--- DOCUMENT SECTION ---

I think they do one update every episode from a team that has gotten a deal with a shark. People are always curious about how startups are doing, so they invite people back after a certain amount of time to show how that relationship [with the shark] has helped grow the business. We were told that Mark [Cuban] actually recommended us for the update, which is really nice to know. It’s a sign that he thinks we’re doing interesting things and so our update might be interesting to viewers.
So how have those relationships helped you? You actually have two sharks advising you, Mark Cuban and Emma Grede.
It’s really a dream-team combination of experience that they bring to the table. Emma’s just a powerhouse in the apparel world, and especially in denim, which is one of the hardest products to develop. So her experience in that has been really helpful. And she’s so good in marketing. She’ll look at our line plans and tell us, “You should change this color to that, and you should change that hem, and they’ll sell better.” And she has so much data behind everything that she does, and she’s been so generous with giving us access to her metrics and to her team. I actually went out to Los Angeles last fall and got to meet with her chief financial officer, chief revenue officer, director of product—all of these people. I feel like we gained a year in knowledge just from that.

--- EXTRACTED RECORDS ---

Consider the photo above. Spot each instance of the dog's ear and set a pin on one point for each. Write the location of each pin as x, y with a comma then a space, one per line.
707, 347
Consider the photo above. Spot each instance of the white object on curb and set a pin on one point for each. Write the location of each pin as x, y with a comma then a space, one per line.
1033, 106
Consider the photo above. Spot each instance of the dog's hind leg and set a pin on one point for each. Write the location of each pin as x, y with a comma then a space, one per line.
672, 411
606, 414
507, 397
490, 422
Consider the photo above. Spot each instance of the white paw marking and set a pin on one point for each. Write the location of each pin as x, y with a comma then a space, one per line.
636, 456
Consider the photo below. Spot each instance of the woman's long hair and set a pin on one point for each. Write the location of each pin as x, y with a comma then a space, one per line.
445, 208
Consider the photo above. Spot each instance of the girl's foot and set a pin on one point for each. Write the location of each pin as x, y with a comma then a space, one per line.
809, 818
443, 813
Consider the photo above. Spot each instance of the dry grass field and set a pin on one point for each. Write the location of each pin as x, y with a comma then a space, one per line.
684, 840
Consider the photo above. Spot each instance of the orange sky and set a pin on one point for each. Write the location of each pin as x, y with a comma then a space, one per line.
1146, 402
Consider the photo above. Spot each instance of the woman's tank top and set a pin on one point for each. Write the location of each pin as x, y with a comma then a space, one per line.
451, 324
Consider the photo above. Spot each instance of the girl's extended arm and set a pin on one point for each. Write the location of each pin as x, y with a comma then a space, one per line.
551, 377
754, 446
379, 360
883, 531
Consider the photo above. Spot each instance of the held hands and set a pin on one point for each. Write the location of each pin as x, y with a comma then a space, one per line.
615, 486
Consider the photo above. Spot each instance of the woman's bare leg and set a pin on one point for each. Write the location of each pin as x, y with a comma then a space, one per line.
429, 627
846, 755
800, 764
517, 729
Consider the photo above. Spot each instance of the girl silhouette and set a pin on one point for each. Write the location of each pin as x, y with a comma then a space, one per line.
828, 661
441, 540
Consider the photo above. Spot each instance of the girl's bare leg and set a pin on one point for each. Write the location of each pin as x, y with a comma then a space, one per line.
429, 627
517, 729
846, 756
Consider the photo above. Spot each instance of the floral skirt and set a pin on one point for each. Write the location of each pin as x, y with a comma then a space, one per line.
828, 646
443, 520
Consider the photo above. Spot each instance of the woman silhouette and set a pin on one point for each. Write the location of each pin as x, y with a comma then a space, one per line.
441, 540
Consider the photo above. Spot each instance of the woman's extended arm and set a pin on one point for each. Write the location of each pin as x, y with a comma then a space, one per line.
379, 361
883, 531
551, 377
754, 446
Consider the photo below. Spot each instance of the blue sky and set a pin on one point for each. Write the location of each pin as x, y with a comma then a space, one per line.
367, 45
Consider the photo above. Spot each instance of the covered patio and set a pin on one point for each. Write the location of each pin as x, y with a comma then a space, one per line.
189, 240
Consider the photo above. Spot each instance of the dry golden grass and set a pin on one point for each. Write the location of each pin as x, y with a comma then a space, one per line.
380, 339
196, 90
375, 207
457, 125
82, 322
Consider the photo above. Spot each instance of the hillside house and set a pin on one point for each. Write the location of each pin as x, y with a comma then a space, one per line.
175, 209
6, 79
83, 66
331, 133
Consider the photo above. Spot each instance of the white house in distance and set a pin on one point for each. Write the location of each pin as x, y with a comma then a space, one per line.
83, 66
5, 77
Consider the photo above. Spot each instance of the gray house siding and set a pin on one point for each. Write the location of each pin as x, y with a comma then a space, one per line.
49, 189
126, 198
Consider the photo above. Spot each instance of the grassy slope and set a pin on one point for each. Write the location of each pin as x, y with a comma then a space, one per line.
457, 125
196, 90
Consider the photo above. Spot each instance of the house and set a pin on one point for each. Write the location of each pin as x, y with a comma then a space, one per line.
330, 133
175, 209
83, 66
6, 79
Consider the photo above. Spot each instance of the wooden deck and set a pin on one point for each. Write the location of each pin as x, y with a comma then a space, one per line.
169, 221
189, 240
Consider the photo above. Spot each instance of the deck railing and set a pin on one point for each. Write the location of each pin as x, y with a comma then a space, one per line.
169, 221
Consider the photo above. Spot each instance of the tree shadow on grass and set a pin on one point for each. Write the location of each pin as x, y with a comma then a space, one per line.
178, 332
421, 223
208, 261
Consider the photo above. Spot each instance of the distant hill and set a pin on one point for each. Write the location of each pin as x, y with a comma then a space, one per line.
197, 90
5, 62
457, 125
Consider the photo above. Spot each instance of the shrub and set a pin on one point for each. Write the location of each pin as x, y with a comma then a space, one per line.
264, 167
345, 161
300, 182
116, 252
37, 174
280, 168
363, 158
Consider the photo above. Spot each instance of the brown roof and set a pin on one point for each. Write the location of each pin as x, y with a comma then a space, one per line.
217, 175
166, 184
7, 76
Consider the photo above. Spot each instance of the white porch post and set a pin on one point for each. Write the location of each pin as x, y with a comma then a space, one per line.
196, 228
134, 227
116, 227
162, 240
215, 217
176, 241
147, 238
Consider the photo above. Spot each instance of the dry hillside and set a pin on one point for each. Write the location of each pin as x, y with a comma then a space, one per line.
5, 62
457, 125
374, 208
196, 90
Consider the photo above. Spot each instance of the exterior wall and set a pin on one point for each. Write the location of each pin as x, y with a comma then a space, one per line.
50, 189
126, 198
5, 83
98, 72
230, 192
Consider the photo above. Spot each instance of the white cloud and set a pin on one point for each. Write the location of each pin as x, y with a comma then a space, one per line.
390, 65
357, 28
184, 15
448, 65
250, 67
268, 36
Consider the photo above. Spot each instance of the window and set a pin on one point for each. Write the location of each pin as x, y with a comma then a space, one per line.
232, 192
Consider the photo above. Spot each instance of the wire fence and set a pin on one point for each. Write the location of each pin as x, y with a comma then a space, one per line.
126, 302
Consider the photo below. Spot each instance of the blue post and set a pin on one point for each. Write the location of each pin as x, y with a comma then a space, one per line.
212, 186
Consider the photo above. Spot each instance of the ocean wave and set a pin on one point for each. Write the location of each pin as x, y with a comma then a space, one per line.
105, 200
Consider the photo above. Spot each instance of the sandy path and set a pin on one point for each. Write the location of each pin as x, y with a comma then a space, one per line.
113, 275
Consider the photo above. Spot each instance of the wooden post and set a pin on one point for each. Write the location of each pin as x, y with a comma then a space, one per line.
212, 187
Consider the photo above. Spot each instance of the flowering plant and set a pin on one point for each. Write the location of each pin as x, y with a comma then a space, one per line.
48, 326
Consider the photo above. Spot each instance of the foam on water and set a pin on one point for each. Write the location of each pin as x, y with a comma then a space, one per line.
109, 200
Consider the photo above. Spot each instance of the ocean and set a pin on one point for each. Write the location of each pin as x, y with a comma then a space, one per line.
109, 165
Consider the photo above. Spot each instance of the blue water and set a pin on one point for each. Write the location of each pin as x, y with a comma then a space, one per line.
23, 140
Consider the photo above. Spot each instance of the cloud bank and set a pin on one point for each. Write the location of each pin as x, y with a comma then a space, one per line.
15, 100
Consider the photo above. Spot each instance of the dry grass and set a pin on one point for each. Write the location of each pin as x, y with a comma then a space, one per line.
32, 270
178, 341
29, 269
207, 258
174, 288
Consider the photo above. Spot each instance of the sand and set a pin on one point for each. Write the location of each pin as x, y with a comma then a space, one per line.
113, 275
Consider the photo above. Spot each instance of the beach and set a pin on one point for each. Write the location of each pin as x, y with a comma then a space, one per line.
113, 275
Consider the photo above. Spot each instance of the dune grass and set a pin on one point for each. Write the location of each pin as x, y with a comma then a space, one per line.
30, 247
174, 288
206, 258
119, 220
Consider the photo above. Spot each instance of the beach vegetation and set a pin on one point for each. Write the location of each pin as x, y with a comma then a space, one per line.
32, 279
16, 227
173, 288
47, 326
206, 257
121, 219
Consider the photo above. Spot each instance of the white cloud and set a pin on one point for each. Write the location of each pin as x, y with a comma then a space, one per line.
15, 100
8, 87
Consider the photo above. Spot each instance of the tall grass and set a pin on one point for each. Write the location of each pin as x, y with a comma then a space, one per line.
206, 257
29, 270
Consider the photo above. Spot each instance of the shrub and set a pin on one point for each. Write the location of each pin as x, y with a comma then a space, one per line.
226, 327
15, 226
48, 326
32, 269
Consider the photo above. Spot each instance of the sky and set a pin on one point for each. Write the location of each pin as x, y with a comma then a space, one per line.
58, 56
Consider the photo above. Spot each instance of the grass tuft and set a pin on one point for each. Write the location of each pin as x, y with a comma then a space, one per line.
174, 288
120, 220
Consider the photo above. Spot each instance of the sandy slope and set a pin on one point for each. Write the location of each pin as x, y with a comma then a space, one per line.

--- TASKS TO CARRY OUT ---
[1] Summarize the interview in two sentences.
[2] In the interview, which product is described as one of the hardest to develop?
[3] Rewrite the part of the interview that opens with the words containing "So how have" and closes with "just from that.", changing "last fall" to "last spring".
Answer from the interview alone, without drawing on the data.

--- ANSWERS ---
[1] The speaker explains that the show brings back teams that made deals with sharks to show how those relationships helped grow the business, and says Mark Cuban recommended the company for an update. Mark Cuban and Emma Grede both advise the company, and Emma's expertise in apparel, denim, and marketing, along with the access she has given to her metrics and team, has been especially helpful.

[2] Denim.

[3]
So how have those relationships helped you? You actually have two sharks advising you, Mark Cuban and Emma Grede.
It’s really a dream-team combination of experience that they bring to the table. Emma’s just a powerhouse in the apparel world, and especially in denim, which is one of the hardest products to develop. So her experience in that has been really helpful. And she’s so good in marketing. She’ll look at our line plans and tell us, “You should change this color to that, and you should change that hem, and they’ll sell better.” And she has so much data behind everything that she does, and she’s been so generous with giving us access to her metrics and to her team. I actually went out to Los Angeles last spring and got to meet with her chief financial officer, chief revenue officer, director of product—all of these people. I feel like we gained a year in knowledge just from that.